アパレル物流の文章のうち、「とはいえ、アパレル商材の特徴」から「消化仕入れ: 売上があった商品のみ買い取り。」までを両端も含めて、「物流委託」を「物流アウトソーシング」に置き換えて書き直してください。

- 引用文:

☆ ☆ ☆ ☆

現場が語る、アパレルの発送代行・物流委託時の注意点

こんにちは、ロジクラの塩月です。

実店舗を運用されていた企業が、ECへ販売チャネルを広げることが主流になっていますね。アパレルに特化したECだけでなく、総合ECモールもアパレルECに力を入れています。今後も アパレルEC市場規模の拡大が見込まれるでしょう。

とはいえ、アパレル商材の特徴から、アパレルECを運用する際の負荷や課題もあります。そのため、アパレルの発送代行や物流委託について検討されている事業者様も多いのではないでしょうか。

アパレル商材の特徴、アパレルECのトレンドを確認して、アパレルの発送代行や物流委託時の注意点を考えてみましょう!

アパレル商材の特徴

1. 仕入れの取引条件が複数ある

買取仕入れ:通常の卸売パターン。 仕入れ時に所有権が移り、仕入れた商品は返品できない。

委託仕入れ:返品条件付き買い取り。売れ残った場合に商品を返品可能。返品の条件を設けている場合もある。

消化仕入れ: 売上があった商品のみ買い取り。

2. カテゴリ数、SKU数が多い傾向がある

アイテムのカテゴリとして、トップスやボトムス、アウター、インナーなどがあります。衣類だけでなく、アパレル雑貨として、帽子やネクタイ、バッグなども含めると、カテゴリ数は更に多くなります。また、メンズやレディース、キッズ、ベビーと別の切り口もあります。

更に、1つの商品の下に、色やサイズでバリエーション展開があるので、SKU数が多くなります。アパレル商材は、商品のカテゴリ数、SKU数は他の商材に比べて多くなります。合わせて、商品マスタの階層、構成も他の商材より複雑になる傾向があります。運営する店舗・ECサイトといったショップの規模が大きくなるほど、SKU数も多くなるため、在庫管理をしっかり行うことが重要になります。

3. 商品のライフサイクルと季節性がある

2に関連しますが、アパレル商材はライフサイクル(回転)が早く、入れ替わりが発生します。販売計画、生産計画に基づき、シーズンごとに生産・販売されています。販売期間が限られるアパレル商材も多くあります。

☆ ☆ ☆ ☆

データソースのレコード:
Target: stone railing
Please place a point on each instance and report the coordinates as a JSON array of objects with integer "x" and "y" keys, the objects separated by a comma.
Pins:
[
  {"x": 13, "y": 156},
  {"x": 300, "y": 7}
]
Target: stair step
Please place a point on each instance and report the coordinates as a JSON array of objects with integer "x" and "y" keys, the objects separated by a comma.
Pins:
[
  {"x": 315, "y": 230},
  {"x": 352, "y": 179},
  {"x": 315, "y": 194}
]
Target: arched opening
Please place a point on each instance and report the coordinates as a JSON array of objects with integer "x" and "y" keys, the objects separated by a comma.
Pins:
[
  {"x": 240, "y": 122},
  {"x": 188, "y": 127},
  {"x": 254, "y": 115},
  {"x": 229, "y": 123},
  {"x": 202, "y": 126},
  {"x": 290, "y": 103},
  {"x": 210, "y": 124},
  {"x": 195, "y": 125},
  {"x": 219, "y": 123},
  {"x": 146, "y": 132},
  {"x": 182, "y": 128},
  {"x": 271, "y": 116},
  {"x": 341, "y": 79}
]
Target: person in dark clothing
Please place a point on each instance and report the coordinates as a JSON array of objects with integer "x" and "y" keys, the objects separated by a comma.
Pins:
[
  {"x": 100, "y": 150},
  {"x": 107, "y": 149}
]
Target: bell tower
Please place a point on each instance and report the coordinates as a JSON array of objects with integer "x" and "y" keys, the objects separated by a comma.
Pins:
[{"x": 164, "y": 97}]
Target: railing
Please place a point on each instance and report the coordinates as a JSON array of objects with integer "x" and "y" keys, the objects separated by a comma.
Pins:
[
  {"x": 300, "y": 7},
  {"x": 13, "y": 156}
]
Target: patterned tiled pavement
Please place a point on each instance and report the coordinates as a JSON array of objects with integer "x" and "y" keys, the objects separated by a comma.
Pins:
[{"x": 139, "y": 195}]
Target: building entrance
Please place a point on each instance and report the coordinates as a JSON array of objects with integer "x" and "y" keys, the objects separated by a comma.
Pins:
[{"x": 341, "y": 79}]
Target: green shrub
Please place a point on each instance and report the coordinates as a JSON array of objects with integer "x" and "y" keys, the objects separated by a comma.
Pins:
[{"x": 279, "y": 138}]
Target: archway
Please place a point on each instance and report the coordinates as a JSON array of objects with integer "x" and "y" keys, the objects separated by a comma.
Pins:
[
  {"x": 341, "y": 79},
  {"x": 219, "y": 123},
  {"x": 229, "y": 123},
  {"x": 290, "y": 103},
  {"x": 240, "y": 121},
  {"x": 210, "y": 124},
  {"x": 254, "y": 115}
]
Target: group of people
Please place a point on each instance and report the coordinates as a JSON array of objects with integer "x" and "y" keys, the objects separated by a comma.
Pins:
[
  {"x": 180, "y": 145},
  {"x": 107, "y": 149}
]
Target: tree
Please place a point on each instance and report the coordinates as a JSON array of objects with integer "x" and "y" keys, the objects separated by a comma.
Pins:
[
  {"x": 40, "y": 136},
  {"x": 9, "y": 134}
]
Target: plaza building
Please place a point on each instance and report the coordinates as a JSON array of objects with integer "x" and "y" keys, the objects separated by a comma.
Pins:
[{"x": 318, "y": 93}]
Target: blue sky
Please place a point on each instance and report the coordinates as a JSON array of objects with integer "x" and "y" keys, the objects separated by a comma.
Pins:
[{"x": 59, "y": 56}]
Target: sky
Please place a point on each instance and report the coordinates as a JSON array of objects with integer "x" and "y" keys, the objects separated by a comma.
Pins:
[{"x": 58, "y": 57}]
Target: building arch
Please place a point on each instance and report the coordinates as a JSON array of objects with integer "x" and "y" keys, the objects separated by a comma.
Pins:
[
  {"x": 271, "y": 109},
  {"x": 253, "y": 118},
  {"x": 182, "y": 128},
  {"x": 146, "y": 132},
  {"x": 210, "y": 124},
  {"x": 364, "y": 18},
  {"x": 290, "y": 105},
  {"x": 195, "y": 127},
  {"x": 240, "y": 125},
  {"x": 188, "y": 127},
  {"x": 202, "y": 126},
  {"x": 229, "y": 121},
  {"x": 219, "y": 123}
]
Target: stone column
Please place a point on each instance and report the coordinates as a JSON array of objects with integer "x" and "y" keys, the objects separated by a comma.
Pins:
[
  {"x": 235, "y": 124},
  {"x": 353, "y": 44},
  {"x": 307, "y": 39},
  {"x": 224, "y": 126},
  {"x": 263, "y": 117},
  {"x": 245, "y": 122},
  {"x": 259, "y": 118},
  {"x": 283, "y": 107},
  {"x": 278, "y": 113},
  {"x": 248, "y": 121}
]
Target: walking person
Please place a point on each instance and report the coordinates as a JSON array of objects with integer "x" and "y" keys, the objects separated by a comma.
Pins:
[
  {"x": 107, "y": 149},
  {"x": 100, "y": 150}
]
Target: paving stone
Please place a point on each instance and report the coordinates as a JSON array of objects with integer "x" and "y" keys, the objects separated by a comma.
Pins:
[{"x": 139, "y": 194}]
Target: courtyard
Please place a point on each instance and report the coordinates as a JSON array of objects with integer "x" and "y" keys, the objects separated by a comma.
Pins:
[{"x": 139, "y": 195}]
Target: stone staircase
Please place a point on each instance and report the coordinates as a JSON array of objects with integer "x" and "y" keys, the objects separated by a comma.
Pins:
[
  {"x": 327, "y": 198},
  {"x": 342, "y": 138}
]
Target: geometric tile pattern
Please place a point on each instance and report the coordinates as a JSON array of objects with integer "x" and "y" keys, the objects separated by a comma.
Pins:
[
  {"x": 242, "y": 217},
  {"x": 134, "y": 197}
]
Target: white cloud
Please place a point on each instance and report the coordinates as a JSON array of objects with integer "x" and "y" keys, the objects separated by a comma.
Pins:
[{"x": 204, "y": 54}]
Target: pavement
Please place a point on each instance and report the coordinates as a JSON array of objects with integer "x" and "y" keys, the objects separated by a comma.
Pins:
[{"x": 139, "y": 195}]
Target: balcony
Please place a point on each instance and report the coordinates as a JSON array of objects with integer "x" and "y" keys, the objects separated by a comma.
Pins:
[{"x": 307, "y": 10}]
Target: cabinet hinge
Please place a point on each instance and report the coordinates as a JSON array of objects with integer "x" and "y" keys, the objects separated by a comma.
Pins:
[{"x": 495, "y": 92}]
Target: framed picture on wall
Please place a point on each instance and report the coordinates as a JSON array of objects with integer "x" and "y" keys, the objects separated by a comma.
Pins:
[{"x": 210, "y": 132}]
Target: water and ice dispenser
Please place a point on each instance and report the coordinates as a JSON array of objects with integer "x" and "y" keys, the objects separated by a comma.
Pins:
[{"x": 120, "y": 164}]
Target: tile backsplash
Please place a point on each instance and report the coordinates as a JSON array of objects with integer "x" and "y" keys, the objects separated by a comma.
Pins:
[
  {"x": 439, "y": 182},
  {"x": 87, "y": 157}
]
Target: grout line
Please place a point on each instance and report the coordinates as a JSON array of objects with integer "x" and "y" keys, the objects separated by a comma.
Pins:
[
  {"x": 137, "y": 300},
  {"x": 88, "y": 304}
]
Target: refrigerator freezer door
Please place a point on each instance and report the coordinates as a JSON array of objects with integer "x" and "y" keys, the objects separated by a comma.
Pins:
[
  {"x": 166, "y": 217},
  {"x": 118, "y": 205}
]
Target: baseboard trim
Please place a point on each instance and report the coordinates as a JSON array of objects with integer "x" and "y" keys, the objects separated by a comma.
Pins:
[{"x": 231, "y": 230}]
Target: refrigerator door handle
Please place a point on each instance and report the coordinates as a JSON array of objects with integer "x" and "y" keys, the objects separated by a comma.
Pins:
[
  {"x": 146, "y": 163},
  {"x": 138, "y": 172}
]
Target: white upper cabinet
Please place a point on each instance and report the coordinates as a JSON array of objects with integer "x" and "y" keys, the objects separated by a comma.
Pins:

☆ ☆ ☆ ☆

- 課題の結果:
とはいえ、アパレル商材の特徴から、アパレルECを運用する際の負荷や課題もあります。そのため、アパレルの発送代行や物流アウトソーシングについて検討されている事業者様も多いのではないでしょうか。

アパレル商材の特徴、アパレルECのトレンドを確認して、アパレルの発送代行や物流アウトソーシング時の注意点を考えてみましょう!

アパレル商材の特徴

1. 仕入れの取引条件が複数ある

買取仕入れ:通常の卸売パターン。 仕入れ時に所有権が移り、仕入れた商品は返品できない。

委託仕入れ:返品条件付き買い取り。売れ残った場合に商品を返品可能。返品の条件を設けている場合もある。

消化仕入れ: 売上があった商品のみ買い取り。